Au départ, il y a le noir, et un dispositif scénographique panoptique qui emprunte aux théâtres anatomiques des facultés de médecine d’antan. Dans la pénombre, quelque chose naît parmi les étoiles, et ce Big Bang se trouve mis en regard de la déesse Vénus, dont une voix féminine nous rappelle le mythe. La science rencontre le fantasme patriarcal d’un idéal féminin : leur point de contact est bien la Vénus anatomique, femme de cire sculptée sans pudeur qui exhibe ses organes à l’université comme dans un freak show. C’est de là que part Boris Gibé pour interroger, dans le même geste, la position du voyeur, le regard de l’homme sur la femme, la réinvention d’un désir qui de charnel devient aussi spirituel.

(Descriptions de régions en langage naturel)
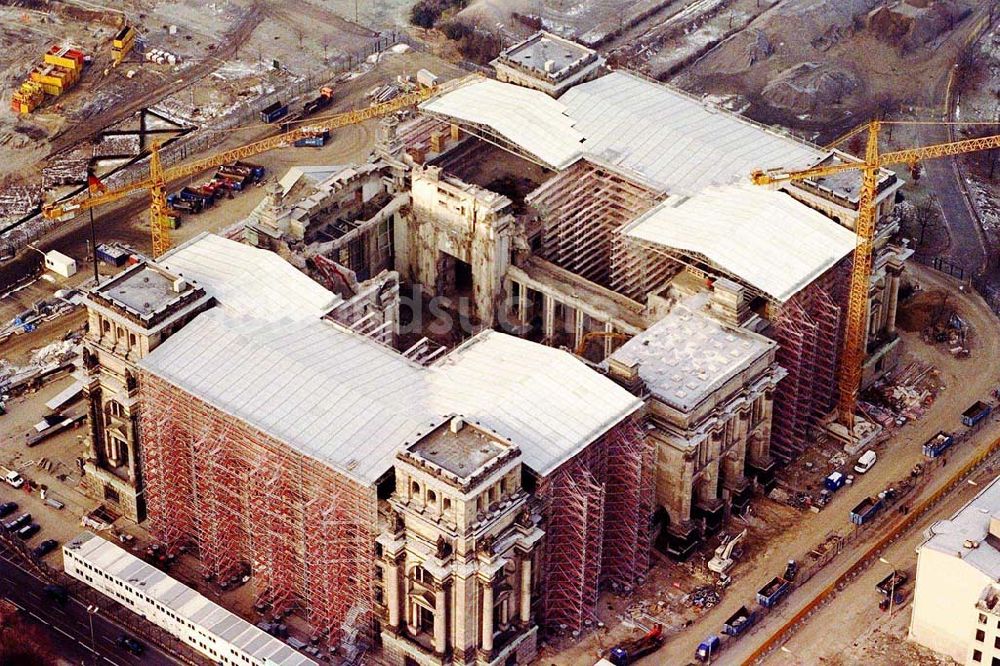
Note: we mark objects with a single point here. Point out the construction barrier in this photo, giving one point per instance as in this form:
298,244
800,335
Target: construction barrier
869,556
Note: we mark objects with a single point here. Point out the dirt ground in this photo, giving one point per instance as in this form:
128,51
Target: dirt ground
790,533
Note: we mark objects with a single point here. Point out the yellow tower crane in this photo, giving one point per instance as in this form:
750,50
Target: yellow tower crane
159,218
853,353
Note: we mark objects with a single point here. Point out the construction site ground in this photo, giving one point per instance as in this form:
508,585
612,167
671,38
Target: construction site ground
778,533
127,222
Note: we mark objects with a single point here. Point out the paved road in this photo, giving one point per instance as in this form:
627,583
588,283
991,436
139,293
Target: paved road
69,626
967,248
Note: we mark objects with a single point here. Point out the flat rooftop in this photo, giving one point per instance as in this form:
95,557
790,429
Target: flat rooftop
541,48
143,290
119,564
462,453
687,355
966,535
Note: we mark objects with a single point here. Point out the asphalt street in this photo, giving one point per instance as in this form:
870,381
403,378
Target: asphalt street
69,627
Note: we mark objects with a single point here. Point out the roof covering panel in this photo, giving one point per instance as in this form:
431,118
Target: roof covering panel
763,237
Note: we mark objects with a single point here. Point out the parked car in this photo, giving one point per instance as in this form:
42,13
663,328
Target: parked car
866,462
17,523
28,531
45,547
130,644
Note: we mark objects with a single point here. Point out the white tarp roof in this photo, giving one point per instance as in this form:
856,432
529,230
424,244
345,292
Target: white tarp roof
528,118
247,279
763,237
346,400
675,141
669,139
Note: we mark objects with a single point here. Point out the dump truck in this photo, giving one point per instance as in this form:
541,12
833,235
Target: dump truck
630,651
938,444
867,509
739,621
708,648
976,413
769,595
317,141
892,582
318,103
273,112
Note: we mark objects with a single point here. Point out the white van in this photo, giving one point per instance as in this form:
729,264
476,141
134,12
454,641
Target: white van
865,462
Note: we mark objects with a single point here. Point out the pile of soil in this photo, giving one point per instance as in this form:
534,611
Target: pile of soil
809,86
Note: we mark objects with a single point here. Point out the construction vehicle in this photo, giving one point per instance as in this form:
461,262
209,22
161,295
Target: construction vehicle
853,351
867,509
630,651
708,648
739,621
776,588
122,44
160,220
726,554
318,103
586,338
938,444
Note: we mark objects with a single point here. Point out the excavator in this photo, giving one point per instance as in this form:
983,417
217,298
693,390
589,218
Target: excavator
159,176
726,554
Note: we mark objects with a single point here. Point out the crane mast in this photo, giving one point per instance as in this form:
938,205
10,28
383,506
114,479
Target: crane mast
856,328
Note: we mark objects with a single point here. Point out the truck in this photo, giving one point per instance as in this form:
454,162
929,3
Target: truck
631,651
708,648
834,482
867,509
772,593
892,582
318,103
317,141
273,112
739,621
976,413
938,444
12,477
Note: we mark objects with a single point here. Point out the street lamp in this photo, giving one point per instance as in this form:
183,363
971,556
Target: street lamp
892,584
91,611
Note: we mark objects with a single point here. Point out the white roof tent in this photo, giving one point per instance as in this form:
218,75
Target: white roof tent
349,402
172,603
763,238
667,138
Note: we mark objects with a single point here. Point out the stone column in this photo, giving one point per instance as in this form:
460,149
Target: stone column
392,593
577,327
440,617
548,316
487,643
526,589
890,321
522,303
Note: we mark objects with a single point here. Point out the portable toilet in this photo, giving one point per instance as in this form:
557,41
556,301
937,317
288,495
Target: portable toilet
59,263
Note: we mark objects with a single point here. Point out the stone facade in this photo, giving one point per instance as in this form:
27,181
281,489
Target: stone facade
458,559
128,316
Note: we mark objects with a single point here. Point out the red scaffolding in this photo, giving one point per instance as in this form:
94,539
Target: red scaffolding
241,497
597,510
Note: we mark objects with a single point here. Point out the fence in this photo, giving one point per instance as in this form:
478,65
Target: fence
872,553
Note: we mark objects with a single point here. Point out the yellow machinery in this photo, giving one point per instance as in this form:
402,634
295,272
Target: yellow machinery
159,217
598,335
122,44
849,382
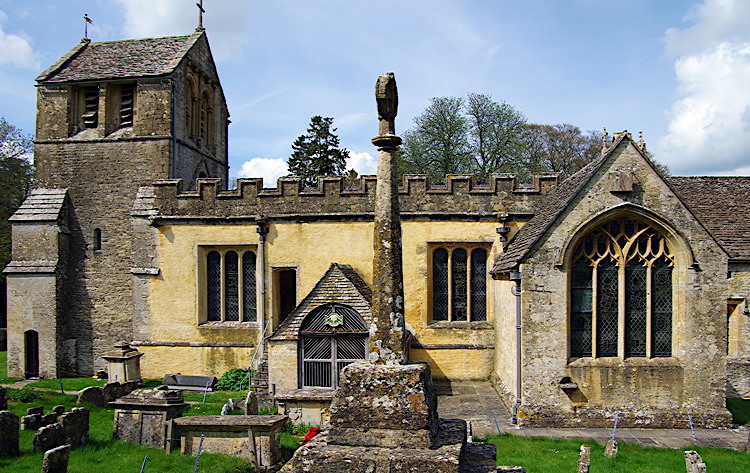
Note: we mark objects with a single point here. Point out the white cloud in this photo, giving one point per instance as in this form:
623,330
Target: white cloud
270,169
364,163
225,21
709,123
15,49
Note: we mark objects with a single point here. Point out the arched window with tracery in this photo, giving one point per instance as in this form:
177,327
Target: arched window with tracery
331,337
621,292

▶ Appliquer sa lecture:
1. Répondez à ces questions sur l'extrait du texte :
(a) À quoi le dispositif scénographique emprunte-t-il ?
(b) Avec quelle déesse le Big Bang est-il mis en regard ?
(c) Qui interroge la position du voyeur ?
2. Pour chaque affirmation, indiquez si elle concorde avec l'extrait du texte, en citant les mots qui tranchent :
(a) C'est une voix masculine qui rappelle le mythe de Vénus.
(b) La Vénus anatomique est une femme de cire.
(c) Le désir évoqué reste purement charnel.
3. Poursuivez le texte sur la Vénus anatomique à partir de sa dernière phrase.

▶ Réponses:
1.
(a) Aux théâtres anatomiques des facultés de médecine d'antan.
(b) Avec la déesse Vénus.
(c) Boris Gibé.

2.
(a) Non : « une voix féminine nous rappelle le mythe ».
(b) Oui : « femme de cire sculptée sans pudeur ».
(c) Non : « un désir qui de charnel devient aussi spirituel ».

3.
Inventer poétiquement le sexe des anges
L’artiste accomplit le trajet inverse des Ailes du désir de Wim Wenders : partant d’un objet inerte, morbide, le souffle de la vie et l’éveil des sens accouchent d’un être nouveau, qui réussit à déjouer les déterminismes sociétaux et biologiques. La métamorphose est l’enjeu : de tableau en tableau l’être offert au regard prend sa liberté, s’incarne comme sujet. Boris Gibé utilise la magie, des marionnettes, un théâtre d’organes impudiques, un être chimérique mi-chair mi-cire, pour finir avec grâce sur une chorégraphie aérienne. On peut trouver à redire à la qualité des manipulations, et à quelques transitions qui auraient mérité plus de soin. Peut-être tous les éléments de cette proposition foisonnante ne sont-ils pas utiles. Mais on ne peut nier que les images créées sont belles et surprenantes, aidées par des éclairages habiles. Les moments les plus dépouillés, finalement, sont les plus sensibles. En empruntant des éléments déjà vus chez d’autres créateurs, Boris Gibé arrive à écrire son propre poème, à voir, entendre et ressentir.
Mathieu Dochtermann
À 22h. Relâche le 16 juillet. Spectacle vu au Théâtre de la Cité Internationale à Paris.